任务要求 –
把下面的全部数据逐字逐行重新录入一遍，图片不要放进答案。

照片物体定位数据

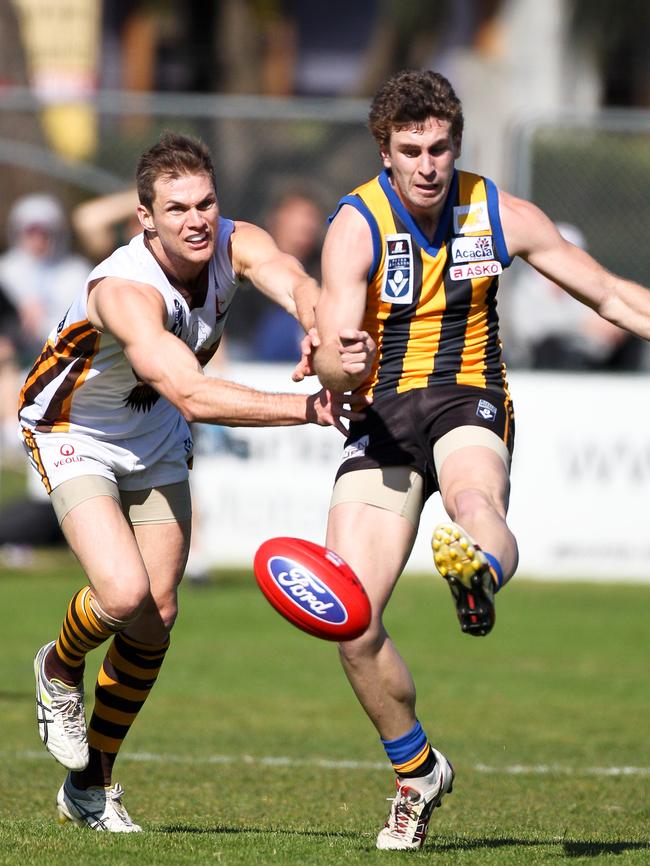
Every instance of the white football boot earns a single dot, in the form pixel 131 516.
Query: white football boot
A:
pixel 97 808
pixel 60 716
pixel 415 800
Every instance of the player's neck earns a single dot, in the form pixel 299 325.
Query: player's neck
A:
pixel 188 278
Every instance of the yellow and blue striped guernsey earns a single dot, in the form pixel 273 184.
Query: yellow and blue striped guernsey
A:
pixel 431 305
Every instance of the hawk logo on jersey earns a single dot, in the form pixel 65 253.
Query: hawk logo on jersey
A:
pixel 142 398
pixel 397 287
pixel 177 327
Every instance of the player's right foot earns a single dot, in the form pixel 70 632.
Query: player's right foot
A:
pixel 466 569
pixel 408 821
pixel 97 808
pixel 60 716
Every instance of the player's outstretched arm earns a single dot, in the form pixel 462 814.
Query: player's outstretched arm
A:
pixel 278 275
pixel 530 234
pixel 346 353
pixel 134 313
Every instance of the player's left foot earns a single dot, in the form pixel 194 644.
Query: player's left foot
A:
pixel 466 569
pixel 97 808
pixel 60 716
pixel 408 821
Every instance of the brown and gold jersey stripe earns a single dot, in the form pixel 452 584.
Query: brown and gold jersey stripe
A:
pixel 73 351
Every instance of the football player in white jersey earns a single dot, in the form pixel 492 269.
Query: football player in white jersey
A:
pixel 104 413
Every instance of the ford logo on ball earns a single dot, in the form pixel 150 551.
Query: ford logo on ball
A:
pixel 306 591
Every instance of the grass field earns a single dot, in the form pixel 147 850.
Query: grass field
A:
pixel 252 750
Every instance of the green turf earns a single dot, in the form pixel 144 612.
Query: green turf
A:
pixel 228 762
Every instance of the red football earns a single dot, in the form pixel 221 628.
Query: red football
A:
pixel 313 588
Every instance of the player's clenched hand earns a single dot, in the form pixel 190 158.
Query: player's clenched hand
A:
pixel 357 351
pixel 305 367
pixel 328 408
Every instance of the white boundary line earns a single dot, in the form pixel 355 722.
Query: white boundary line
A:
pixel 279 761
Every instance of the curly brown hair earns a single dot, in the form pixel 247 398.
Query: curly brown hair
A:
pixel 411 97
pixel 172 156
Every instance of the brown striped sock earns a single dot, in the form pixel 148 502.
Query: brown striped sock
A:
pixel 82 631
pixel 124 681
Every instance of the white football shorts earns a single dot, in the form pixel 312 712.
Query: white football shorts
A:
pixel 138 463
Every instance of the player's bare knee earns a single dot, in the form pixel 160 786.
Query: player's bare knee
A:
pixel 118 608
pixel 470 502
pixel 367 645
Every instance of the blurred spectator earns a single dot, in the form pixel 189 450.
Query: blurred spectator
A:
pixel 106 222
pixel 38 272
pixel 553 331
pixel 296 224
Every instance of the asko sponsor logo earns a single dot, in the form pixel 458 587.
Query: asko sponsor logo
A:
pixel 476 269
pixel 306 591
pixel 67 455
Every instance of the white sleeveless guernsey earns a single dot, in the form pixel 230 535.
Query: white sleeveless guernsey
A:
pixel 82 381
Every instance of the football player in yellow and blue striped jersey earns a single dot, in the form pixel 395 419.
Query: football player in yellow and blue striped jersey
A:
pixel 411 266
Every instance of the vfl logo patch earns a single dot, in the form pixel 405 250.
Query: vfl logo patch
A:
pixel 486 410
pixel 306 591
pixel 471 272
pixel 471 249
pixel 398 276
pixel 356 448
pixel 471 218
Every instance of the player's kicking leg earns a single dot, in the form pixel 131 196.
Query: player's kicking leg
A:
pixel 470 576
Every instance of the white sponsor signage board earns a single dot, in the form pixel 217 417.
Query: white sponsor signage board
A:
pixel 580 479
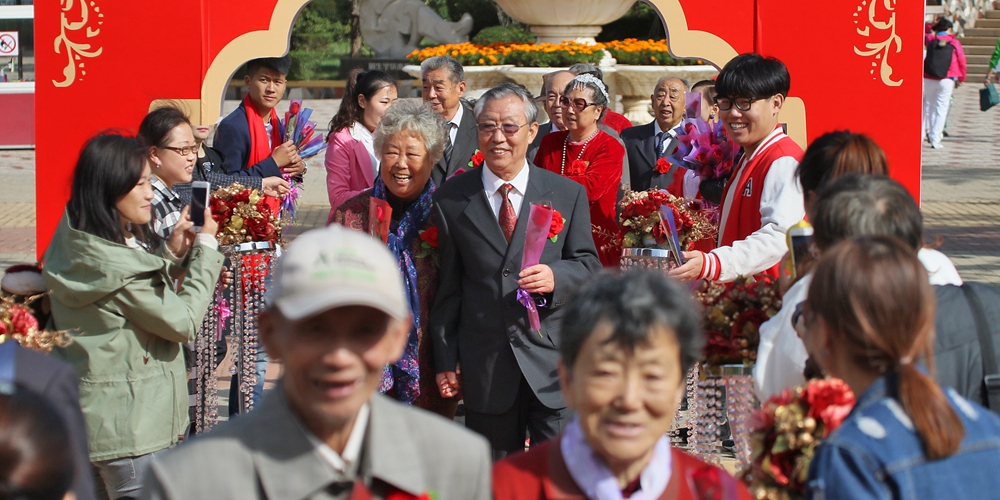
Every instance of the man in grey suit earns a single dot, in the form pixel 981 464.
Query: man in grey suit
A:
pixel 552 90
pixel 508 372
pixel 443 85
pixel 339 316
pixel 645 144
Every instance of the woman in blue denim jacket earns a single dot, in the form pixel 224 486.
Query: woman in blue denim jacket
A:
pixel 869 315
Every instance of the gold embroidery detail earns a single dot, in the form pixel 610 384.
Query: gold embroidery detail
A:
pixel 879 50
pixel 76 50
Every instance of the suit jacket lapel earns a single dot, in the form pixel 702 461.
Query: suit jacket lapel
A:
pixel 537 191
pixel 389 453
pixel 287 463
pixel 648 149
pixel 466 142
pixel 478 210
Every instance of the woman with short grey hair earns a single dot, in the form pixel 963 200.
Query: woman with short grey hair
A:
pixel 410 139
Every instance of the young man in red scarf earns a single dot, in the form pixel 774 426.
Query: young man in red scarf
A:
pixel 762 198
pixel 249 136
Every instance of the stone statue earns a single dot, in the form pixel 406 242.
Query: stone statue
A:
pixel 394 28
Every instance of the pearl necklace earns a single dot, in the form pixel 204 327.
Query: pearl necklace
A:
pixel 562 167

完整输出 –
Every instance of the white football boot earns a single dot, in the form pixel 131 516.
Query: white football boot
A:
pixel 97 808
pixel 60 716
pixel 415 800
Every instance of the player's neck earns a single dot, in the form pixel 299 325.
Query: player's neck
A:
pixel 188 278
Every instance of the yellow and blue striped guernsey earns a single dot, in the form pixel 273 184.
Query: yellow and blue striped guernsey
A:
pixel 431 305
Every instance of the hawk logo on jersey earns a single dot, in the form pixel 65 253.
Query: hawk logo on jersey
A:
pixel 142 398
pixel 397 287
pixel 177 327
Every instance of the player's right foot earns a single dot, in the form pixel 70 632.
Query: player's right foot
A:
pixel 466 569
pixel 408 821
pixel 97 808
pixel 60 716
Every instance of the player's outstretched arm earns a single dot, in the form pixel 462 814.
Query: player's outstretched arm
A:
pixel 278 275
pixel 530 234
pixel 346 353
pixel 134 313
Every instance of the player's left foot earns a single dot, in the form pixel 194 644.
Query: player's left foot
A:
pixel 466 569
pixel 97 808
pixel 60 716
pixel 408 821
Every instance of the brown and gold jersey stripe earns a single dot, in the form pixel 452 584.
Query: brown and gold jersey stripe
A:
pixel 73 351
Every instance of the football player in white jersey earns a single dot, in the form pixel 492 269.
Query: football player in white jersey
A:
pixel 104 413
Every instance of the ford logo on ball earns a single dot, in the form pixel 150 551.
Query: ford logo on ball
A:
pixel 306 591
Every instance of the grass field earns a single dot, in the form pixel 147 850.
Query: grass field
A:
pixel 252 750
Every instance of the green turf earns a single dot, in the form pixel 144 612.
Query: green turf
A:
pixel 228 762
Every instance of the red football earns a single dot, in the form pixel 221 628.
Query: red football
A:
pixel 313 588
Every instance of the player's clenched hand earns a single dot, in the form pixel 190 158.
Query: player's clenched hand
A:
pixel 357 351
pixel 305 367
pixel 328 408
Every instance of the white boundary line earns a single dot, in the form pixel 355 722.
Query: white boundary line
A:
pixel 279 761
Every instance of the curly brown hair earns a single dot, in the form pixel 247 398.
Query: curly brown hair
A:
pixel 411 97
pixel 172 156
Every instance of the brown striped sock earns a single dot, in the form pixel 148 502.
Query: brown striped sock
A:
pixel 82 631
pixel 124 681
Every instance of the white football shorts earns a single dot, in the form pixel 312 712.
Query: white football shorts
A:
pixel 138 463
Every instance of the player's bare knee earns a single dot, in the form pixel 160 786.
Query: player's bare knee
A:
pixel 118 608
pixel 470 502
pixel 367 645
Every instance of the blurred spectator earns a single dot, in the form pixel 189 450.
Query: blurred spectator
A:
pixel 106 222
pixel 38 272
pixel 553 331
pixel 296 224
Every instance of the asko sponsor logo earns a single dot, in the form pixel 458 587.
Query: asko sponsor logo
A:
pixel 476 269
pixel 306 591
pixel 67 455
Every instance of the white sleeveless guernsey earns a single dot, in the form pixel 230 535.
Query: white sleeveless guernsey
A:
pixel 82 381
Every instance of the football player in yellow and blue striped jersey earns a single dot, in the form pixel 395 419.
Query: football player in yellow and blue striped jersey
A:
pixel 411 266
Every instance of the vfl logo patch earns a single dot, in the form pixel 405 250.
Query: vfl logo patch
A:
pixel 486 410
pixel 306 591
pixel 471 272
pixel 471 249
pixel 398 276
pixel 356 448
pixel 471 218
Every instance of the player's kicking leg earns a single dot, in the form pixel 131 196.
Query: player's kicking leg
A:
pixel 470 576
Every instance of the white sponsor signage board earns a single dot, in the form pixel 217 417.
Query: white sponsor signage board
A:
pixel 580 479
Every instance of the man in grey suit earns a single dot, in the form pixel 981 464.
Query: man in grey suit
A:
pixel 552 90
pixel 508 372
pixel 443 85
pixel 339 316
pixel 645 144
Every instance of the woman in blue denim jacket earns a single dot, in the form pixel 224 486.
Query: woman in blue denim jacket
A:
pixel 869 315
Every instance of the gold embroidery detail earns a single dot, in the form pixel 610 384.
Query: gold embroidery detail
A:
pixel 879 50
pixel 76 50
Every instance of the suit jacket lapel earns a single dot, in the form pixel 702 461.
Query: suit jacket lapel
A:
pixel 537 191
pixel 389 453
pixel 287 463
pixel 648 149
pixel 466 142
pixel 478 210
Every instance of the woman with short grey hair earns a single dot, in the form pixel 963 200.
Query: woman with short grey hair
A:
pixel 410 139
Every instance of the young man in red scarf earns a single dot, in the form pixel 774 426.
Query: young man in red scarf
A:
pixel 762 198
pixel 249 136
Every instance of the stone statue earns a single dot, in the form pixel 406 242.
Query: stone statue
A:
pixel 394 28
Every instance of the pearl necklace earns a single dot, in the form pixel 204 327.
Query: pearl necklace
A:
pixel 562 167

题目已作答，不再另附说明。